====== Data to process ======

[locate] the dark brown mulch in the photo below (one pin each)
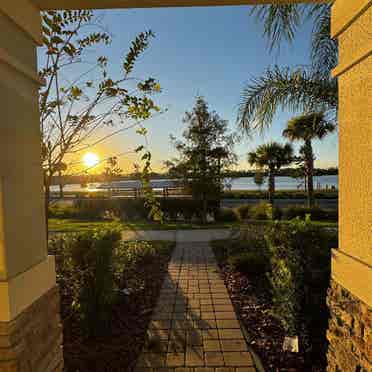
(120, 348)
(252, 301)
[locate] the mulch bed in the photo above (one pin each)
(252, 302)
(120, 348)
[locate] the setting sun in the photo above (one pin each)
(90, 159)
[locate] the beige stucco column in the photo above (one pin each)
(350, 295)
(29, 325)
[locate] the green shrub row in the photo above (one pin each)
(279, 194)
(95, 269)
(188, 209)
(264, 211)
(131, 209)
(294, 260)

======

→ **What the exercise asks**
Take the line holding "[locate] the beige" and all lines after it through the end of the data, and set them down exactly.

→ **Answer to the exercise**
[locate] the beige stucco column in the photo above (one pin each)
(350, 295)
(29, 325)
[locate] the green shrub row in the photo above (one pin each)
(279, 194)
(95, 269)
(188, 209)
(264, 211)
(131, 209)
(294, 260)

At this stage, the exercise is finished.